*** Given text Section Begins ***

Moreover, ADHD drugs – like Adderall, Ritalin, and Concerta - are addictive. The Drug Enforcement Agency (DEA) actually classifies Ritalin and Adderall as a class 2 controlled substance, on par with cocaine and morphine, for this very reason.
However, the real problem isn’t physical dependency but mental dependency. People who actually do have ADHD have not registered higher levels of substance abuse as a result of the drug. People who use the drug instrumentally however, have. They are drugs that make problems go away. Need to cram for a test? Take a drug. Need to work for the next 12 hours to finish a project? Take a drug.
Unfortunately, once you start relying on medications to make problems go away you begin to lack confidence that you can do anything without them, and that is where dependency begins. Moreover, what side-effects do exist with ADHD meds – depression and sleep deprivation – can lead to the abuse of other prescription drugs like antidepressants and sleep aids. We’ve all seen the commercials for these things – 30 seconds of ad followed by two minutes of the most horrific side-effects you’ve ever heard of. ADHD meds aren’t lethal, but they can push many users to take drug cocktails that are. After all, if there aren’t any side effects to taking this one medication, what could possibly go wrong if you mix it with others?
One father, Ted Gulp, testified to this a few weeks ago in the New York Times. His son David was diagnosed with ADHD in the first grade and was prescribed Ritalin and Adderall by a psychologist who never even saw him in person. Later, David started selling Adderall to his classmates and was eventually found dead in his apartment at the age of 21 after overdosing on a mixture of heroin and alcohol.

*** Given text Section Ends ***
*** Data records Section Begins ***

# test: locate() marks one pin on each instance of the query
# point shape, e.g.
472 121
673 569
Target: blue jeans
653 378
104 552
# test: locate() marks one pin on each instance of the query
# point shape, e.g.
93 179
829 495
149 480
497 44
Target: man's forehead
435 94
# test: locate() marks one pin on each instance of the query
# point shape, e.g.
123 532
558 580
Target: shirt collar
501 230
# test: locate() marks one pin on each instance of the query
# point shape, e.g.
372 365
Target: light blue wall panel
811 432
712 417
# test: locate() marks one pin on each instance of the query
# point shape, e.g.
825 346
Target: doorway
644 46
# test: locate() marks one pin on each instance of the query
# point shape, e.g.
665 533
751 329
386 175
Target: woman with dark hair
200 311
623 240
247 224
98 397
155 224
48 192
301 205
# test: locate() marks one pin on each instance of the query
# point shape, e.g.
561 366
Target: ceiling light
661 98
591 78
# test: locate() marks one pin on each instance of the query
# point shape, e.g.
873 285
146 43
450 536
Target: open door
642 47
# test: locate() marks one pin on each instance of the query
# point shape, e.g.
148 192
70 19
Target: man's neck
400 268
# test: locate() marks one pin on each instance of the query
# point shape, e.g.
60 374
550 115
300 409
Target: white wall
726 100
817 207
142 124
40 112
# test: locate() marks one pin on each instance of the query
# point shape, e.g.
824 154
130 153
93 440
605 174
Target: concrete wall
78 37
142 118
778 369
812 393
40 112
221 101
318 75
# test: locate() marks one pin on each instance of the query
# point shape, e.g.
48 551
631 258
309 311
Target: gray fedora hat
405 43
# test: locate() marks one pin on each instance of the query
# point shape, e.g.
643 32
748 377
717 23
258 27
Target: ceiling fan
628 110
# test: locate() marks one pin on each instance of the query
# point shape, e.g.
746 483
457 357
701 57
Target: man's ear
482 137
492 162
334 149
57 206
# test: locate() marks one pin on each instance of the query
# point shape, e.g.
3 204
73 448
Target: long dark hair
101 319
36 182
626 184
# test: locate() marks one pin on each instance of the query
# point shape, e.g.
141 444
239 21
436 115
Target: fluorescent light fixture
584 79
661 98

*** Data records Section Ends ***

» Problem details
Answer these questions using the text about ADHD drugs:
(a) Which two drugs does the DEA classify as a class 2 controlled substance?
(b) Which two side-effects of ADHD medications does the text name?
(c) At what age was David found dead in his apartment?
The records have no connection to the text about ADHD medications.

» Completed exercise
(a) Ritalin and Adderall.
(b) Depression and sleep deprivation.
(c) At the age of 21.